● **Objective**
Write out everything from the line containing "Each instance of the parked" down to the line containing "116], [52, 116]]" again, but shift every outline coordinate up by 113. Keep all other text on those lines unchanged.

[Segmentation dataset records]
○ ○ ○ ○ ○
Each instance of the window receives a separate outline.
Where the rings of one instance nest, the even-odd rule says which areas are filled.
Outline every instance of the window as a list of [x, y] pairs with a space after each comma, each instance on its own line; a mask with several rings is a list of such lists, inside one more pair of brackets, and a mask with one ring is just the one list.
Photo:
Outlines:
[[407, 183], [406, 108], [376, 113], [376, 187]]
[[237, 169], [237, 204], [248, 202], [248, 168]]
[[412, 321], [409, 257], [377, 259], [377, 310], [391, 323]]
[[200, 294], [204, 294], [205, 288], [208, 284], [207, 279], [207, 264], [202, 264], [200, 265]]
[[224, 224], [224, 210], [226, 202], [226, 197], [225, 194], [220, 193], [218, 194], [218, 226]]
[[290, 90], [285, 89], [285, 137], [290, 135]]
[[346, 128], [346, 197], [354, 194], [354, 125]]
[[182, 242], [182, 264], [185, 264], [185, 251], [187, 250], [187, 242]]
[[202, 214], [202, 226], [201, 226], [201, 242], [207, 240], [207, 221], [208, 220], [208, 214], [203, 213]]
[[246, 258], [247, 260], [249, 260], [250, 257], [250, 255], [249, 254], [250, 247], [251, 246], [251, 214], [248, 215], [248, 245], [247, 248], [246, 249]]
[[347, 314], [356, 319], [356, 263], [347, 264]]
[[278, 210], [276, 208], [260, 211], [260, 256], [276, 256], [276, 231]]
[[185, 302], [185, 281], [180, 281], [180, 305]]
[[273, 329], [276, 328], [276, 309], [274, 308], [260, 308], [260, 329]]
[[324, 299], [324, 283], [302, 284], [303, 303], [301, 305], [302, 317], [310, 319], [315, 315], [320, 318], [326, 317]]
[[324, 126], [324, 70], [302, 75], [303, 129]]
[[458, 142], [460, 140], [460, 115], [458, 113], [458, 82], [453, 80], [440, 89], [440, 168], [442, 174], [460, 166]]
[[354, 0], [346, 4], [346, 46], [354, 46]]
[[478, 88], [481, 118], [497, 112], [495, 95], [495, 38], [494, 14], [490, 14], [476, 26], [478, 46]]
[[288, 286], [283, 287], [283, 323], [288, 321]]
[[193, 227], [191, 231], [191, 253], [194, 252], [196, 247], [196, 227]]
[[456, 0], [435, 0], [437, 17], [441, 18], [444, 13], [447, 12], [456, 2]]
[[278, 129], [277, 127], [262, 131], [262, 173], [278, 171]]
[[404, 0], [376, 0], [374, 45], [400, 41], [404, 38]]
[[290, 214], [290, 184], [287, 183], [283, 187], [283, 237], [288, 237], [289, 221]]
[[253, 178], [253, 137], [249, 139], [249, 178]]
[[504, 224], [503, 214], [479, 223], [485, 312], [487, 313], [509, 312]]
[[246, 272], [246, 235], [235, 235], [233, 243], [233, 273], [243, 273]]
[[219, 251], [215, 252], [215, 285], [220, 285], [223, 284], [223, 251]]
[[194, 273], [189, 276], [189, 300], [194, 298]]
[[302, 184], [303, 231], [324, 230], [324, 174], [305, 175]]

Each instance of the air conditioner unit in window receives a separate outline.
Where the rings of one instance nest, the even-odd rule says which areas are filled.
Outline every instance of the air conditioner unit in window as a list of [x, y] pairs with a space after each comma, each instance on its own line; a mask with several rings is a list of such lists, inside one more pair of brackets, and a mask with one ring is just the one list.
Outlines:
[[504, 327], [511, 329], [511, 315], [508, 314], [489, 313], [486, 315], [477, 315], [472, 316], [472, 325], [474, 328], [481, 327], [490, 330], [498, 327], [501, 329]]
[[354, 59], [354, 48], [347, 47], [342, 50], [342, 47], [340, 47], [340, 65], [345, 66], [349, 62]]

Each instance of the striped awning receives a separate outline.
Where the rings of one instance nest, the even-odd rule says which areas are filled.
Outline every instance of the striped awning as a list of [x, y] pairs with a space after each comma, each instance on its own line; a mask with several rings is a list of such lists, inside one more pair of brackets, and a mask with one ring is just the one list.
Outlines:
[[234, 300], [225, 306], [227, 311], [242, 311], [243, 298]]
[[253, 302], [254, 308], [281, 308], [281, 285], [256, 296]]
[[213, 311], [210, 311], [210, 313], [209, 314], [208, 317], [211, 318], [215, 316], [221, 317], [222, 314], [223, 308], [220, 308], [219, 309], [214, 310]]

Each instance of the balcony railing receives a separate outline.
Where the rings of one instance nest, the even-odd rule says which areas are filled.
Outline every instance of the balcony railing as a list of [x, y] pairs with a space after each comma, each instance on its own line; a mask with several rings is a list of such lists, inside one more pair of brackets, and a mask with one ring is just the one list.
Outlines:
○ ○ ○ ○ ○
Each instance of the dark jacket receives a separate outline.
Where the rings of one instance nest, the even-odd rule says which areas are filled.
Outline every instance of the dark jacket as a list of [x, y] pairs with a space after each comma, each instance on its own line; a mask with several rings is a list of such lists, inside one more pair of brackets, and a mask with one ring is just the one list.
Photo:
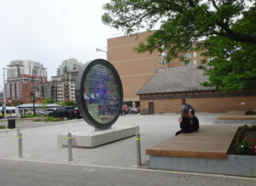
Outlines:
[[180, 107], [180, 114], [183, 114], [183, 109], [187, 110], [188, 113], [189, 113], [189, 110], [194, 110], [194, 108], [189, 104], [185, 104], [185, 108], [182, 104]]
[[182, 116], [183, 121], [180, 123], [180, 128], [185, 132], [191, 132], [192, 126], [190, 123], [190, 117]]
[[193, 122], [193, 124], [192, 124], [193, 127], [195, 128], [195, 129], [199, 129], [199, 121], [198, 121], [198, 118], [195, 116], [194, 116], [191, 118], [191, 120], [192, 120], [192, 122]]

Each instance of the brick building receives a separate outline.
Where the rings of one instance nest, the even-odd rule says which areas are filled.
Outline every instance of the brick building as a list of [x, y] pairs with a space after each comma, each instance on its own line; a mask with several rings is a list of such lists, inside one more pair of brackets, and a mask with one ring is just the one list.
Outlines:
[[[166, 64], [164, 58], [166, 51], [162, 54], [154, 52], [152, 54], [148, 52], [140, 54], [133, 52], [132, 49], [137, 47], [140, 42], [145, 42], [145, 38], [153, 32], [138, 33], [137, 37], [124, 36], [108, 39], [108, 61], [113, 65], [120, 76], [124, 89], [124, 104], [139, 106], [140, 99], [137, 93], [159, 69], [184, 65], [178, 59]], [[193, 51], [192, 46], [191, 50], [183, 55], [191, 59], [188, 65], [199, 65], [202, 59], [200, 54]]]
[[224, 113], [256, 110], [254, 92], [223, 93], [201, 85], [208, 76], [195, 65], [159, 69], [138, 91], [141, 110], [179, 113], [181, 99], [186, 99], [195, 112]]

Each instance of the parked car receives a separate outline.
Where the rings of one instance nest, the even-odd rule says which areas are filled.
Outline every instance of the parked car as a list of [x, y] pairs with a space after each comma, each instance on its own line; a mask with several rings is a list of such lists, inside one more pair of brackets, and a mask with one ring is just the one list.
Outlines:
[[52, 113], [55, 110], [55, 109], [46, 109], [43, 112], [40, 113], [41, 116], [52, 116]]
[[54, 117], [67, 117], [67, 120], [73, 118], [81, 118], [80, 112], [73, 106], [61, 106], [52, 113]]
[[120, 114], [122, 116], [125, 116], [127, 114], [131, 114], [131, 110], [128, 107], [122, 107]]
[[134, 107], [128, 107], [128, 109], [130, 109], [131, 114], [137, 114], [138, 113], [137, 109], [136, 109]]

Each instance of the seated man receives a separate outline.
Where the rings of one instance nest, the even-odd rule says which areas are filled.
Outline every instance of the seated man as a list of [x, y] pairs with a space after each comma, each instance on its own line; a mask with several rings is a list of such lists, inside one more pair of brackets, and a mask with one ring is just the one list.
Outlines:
○ ○ ○ ○ ○
● **Full response**
Each instance of the parked car receives a separate outline.
Where the rings of one instance nest, the even-odd rule says which areas are filled.
Outline every instance of the parked car as a list of [x, y] pairs with a space after each comma, each instance on its own line; a mask with several rings is a list of such lists, inside one more pair of brackets, and a mask with one ring is just the one list.
Outlines:
[[165, 226], [168, 223], [168, 222], [159, 222], [156, 225], [153, 226], [154, 229], [165, 229]]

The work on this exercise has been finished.